(Dataset entries)
Segment Open

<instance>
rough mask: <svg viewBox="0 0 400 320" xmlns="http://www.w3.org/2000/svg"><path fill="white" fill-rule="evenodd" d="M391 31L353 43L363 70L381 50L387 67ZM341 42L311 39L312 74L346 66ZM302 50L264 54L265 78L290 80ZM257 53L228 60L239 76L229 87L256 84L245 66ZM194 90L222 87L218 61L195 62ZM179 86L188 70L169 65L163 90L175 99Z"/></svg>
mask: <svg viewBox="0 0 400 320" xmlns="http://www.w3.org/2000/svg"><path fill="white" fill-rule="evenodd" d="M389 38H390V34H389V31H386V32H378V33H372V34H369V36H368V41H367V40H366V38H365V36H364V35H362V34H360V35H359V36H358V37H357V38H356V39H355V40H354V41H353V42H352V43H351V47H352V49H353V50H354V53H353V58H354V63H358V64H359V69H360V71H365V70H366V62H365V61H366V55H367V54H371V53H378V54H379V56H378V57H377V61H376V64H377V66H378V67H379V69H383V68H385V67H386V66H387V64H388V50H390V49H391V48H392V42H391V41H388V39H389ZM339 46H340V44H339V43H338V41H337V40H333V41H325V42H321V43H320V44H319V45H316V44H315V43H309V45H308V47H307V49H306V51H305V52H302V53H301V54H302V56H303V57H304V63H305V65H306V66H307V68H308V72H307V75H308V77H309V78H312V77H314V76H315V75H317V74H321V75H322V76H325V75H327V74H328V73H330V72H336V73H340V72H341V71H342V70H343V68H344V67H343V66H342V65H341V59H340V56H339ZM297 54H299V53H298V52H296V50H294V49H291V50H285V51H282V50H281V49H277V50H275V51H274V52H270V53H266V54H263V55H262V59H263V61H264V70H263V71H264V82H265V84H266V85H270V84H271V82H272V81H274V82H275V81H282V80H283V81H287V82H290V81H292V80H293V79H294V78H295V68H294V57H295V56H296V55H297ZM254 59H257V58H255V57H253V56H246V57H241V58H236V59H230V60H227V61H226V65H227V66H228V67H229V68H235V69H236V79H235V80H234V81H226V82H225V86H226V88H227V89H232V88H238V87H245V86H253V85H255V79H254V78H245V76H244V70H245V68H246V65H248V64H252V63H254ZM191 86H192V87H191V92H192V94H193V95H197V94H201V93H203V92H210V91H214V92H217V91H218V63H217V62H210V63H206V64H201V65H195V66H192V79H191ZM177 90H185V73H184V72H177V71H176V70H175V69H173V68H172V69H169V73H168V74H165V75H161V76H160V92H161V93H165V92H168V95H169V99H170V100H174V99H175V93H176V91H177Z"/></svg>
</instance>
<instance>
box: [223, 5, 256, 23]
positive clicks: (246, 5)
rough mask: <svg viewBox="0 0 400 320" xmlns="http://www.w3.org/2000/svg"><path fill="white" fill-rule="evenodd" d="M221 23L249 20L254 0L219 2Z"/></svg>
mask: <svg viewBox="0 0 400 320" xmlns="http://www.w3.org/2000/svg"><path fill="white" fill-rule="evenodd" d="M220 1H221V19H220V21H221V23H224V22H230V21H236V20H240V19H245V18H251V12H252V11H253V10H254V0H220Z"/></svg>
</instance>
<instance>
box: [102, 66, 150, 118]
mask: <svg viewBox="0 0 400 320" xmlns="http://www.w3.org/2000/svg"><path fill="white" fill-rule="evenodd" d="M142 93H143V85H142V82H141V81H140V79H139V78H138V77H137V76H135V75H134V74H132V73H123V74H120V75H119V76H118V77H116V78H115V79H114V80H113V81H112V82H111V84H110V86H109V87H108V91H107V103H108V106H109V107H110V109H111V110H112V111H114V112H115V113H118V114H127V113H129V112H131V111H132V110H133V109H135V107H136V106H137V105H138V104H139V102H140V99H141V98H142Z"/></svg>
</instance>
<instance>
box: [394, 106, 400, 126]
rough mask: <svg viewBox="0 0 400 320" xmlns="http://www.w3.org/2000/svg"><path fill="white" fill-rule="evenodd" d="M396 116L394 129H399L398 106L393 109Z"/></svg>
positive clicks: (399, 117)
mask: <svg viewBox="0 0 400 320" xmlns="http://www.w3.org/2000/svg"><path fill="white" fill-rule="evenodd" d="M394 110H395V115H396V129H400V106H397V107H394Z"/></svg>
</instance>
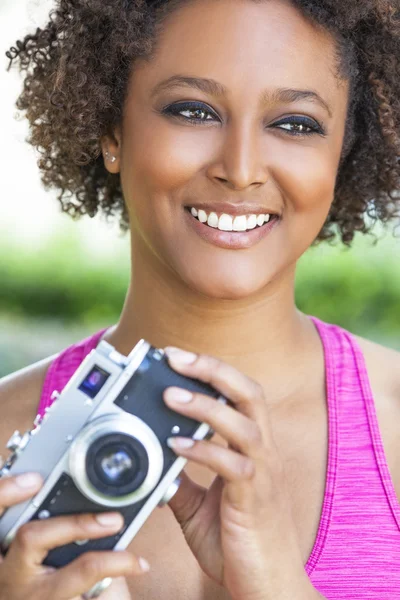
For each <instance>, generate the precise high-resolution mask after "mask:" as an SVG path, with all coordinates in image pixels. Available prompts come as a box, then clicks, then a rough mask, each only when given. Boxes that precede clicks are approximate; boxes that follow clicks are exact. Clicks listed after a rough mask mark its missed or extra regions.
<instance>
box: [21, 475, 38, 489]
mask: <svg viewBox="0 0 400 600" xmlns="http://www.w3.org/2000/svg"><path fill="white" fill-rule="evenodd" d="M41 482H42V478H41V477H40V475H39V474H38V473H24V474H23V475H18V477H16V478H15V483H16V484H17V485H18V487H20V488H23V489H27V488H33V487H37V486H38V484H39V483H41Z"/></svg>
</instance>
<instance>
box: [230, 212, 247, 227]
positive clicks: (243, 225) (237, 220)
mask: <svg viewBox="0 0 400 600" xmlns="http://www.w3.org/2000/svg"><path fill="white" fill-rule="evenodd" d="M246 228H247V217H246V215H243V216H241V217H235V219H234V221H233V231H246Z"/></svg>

Segment Closed
Segment Open

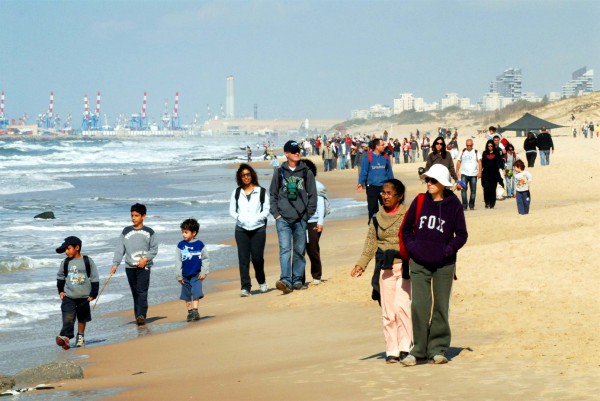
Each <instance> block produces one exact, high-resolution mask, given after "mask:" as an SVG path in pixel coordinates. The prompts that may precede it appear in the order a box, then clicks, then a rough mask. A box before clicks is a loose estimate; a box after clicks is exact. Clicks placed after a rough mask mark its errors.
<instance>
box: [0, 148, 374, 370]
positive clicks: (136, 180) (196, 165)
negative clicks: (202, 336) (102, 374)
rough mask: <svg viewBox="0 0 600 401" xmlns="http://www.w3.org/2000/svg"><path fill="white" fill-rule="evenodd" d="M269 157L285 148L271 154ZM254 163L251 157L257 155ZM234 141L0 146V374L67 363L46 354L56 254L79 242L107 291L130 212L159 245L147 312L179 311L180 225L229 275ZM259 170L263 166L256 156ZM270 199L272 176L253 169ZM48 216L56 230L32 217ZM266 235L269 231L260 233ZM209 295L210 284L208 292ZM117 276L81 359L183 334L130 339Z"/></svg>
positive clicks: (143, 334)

Segment Closed

▶ EXERCISE DESCRIPTION
How many lines in the records above contain the string "positive"? Matching is case-sensitive, and your reply should be the number alone.

▶ YOUR RESPONSE
5